Work order:
Using the records below, give again exactly the lines from the line that contains "target | dog tongue" through the line that contains "target | person in black jacket", both ends included, and only those.

Data records:
++++++++
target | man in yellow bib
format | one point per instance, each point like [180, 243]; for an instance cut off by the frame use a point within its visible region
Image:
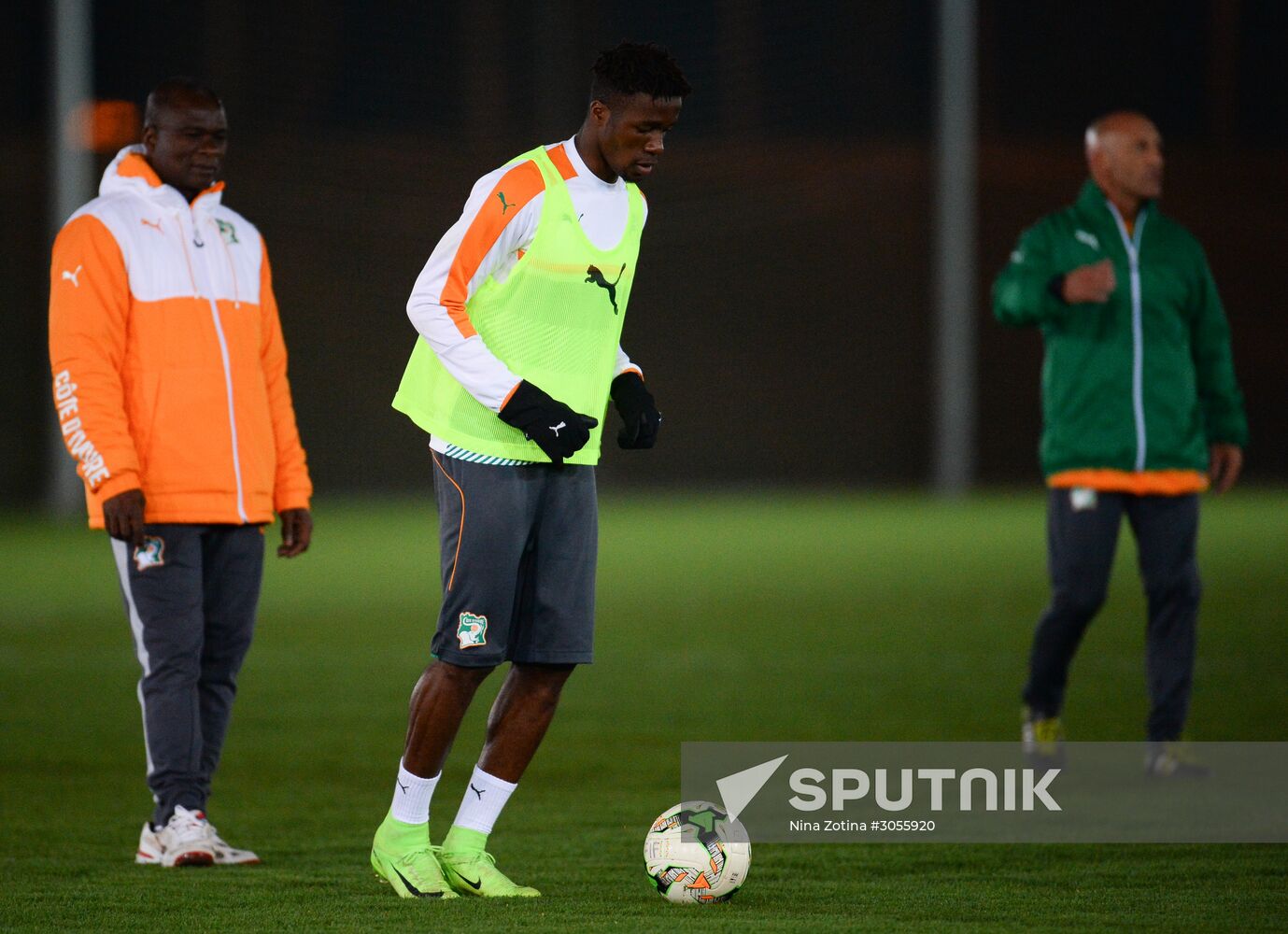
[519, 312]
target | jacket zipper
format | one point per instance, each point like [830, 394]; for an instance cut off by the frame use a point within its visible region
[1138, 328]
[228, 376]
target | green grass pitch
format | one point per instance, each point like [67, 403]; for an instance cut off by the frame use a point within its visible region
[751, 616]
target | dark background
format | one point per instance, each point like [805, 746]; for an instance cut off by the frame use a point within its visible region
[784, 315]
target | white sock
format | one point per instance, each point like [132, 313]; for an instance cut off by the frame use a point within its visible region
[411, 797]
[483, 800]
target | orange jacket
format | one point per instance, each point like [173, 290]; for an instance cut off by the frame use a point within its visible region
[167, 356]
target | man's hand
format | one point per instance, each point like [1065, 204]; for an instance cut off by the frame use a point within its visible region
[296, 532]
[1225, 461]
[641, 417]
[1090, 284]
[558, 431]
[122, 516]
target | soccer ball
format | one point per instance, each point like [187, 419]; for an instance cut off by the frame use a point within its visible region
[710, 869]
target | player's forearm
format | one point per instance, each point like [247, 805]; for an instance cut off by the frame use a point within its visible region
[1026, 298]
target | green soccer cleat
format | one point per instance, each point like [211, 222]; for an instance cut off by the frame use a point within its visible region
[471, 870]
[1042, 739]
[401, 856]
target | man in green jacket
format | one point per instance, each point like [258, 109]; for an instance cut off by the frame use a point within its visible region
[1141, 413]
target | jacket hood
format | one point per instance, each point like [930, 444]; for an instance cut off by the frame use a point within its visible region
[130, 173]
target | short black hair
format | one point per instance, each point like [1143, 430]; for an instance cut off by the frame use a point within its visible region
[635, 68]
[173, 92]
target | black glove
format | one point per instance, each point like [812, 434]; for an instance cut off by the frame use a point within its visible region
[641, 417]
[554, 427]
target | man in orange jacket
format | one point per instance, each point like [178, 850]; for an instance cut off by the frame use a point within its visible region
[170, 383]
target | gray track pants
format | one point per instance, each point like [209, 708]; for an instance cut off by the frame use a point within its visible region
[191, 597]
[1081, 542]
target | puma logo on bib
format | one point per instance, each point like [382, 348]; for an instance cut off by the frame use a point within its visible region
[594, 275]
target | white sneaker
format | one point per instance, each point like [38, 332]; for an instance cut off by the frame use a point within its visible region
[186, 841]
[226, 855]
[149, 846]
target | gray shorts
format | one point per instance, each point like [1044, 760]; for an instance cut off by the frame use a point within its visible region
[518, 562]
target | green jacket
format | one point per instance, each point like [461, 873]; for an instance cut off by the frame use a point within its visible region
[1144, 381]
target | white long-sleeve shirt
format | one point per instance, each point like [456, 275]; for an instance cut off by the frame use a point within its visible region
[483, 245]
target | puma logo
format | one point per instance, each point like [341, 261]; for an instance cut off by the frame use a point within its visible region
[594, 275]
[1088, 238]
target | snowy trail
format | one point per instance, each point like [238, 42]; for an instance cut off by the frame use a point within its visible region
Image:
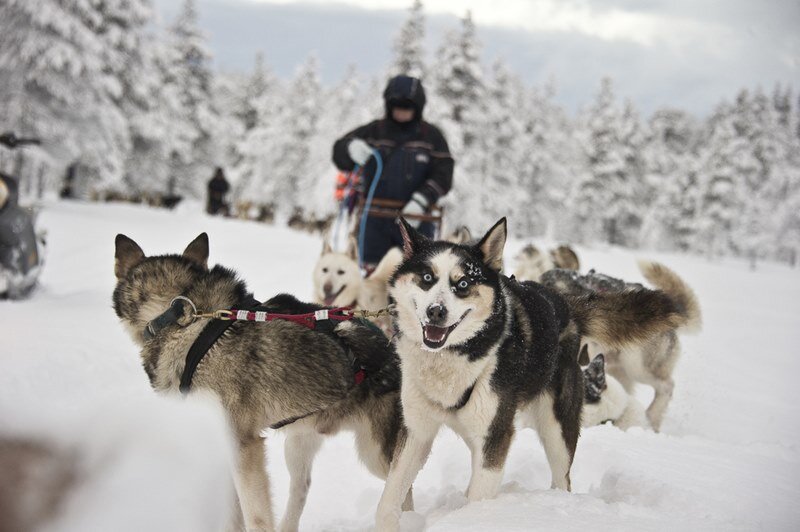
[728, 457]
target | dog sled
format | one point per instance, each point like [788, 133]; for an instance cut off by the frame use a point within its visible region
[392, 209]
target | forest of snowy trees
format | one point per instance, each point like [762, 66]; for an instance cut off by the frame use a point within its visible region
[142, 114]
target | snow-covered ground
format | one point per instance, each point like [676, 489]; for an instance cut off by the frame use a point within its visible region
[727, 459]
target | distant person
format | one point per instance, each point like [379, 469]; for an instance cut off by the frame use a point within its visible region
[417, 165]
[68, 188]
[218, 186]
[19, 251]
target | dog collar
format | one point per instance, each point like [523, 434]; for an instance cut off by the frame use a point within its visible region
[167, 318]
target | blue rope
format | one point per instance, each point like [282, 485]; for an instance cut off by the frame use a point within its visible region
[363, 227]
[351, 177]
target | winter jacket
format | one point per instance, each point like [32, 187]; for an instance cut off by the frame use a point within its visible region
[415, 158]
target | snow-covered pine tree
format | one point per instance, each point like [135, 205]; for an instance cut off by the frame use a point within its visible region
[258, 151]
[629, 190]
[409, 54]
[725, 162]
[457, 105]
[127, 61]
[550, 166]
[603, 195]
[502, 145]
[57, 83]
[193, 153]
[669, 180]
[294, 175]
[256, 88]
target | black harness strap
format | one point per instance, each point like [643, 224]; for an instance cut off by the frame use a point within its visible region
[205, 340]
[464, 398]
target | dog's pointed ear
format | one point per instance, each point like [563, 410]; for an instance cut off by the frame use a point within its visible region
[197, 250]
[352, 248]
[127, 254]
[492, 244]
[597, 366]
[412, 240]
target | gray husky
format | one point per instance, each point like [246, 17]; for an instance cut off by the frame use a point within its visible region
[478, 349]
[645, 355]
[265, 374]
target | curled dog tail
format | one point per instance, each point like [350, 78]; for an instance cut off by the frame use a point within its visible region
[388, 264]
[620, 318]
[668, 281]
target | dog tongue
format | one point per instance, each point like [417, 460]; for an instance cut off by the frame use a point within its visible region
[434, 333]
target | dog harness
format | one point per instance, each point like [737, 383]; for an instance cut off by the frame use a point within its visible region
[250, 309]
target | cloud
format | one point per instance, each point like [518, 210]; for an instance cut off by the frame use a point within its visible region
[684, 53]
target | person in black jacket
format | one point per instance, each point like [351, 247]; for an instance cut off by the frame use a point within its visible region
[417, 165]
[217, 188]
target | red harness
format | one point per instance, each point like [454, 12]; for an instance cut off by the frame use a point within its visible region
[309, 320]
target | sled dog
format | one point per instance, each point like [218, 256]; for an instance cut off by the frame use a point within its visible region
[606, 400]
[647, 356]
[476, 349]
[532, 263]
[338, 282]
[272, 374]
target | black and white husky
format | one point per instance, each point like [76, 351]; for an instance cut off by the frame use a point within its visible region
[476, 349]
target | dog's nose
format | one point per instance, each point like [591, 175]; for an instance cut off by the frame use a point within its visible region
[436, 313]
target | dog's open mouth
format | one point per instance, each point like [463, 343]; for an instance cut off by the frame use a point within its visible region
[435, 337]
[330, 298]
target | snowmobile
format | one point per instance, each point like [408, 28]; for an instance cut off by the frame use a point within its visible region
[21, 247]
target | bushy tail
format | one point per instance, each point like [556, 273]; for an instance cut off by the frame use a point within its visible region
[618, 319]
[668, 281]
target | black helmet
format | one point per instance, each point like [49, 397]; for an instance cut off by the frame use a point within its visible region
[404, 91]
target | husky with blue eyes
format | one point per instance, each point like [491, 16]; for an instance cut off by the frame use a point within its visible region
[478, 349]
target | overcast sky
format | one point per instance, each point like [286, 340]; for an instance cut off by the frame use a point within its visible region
++++++++
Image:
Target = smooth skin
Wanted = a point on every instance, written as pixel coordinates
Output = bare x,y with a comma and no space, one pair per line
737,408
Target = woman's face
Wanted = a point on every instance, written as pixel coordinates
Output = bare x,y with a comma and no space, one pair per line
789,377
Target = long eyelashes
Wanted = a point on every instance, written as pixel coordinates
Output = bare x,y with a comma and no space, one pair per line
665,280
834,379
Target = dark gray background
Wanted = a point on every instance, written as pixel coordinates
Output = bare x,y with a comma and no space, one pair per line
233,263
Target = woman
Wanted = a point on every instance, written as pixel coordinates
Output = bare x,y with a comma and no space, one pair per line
++++++++
Output:
target | dog tongue
format | one point per instance, each point like [417, 460]; for an instance cut off by the frame use a point within its visible region
[434, 333]
target | dog harness
format | one point per instance, each point like [737, 383]; for an instance cut off by the frame use a point within its visible region
[250, 309]
target | cloud
format | one point per instance, each point like [518, 210]; for an instance cut off by the frame use a point within its visible region
[684, 53]
target | person in black jacket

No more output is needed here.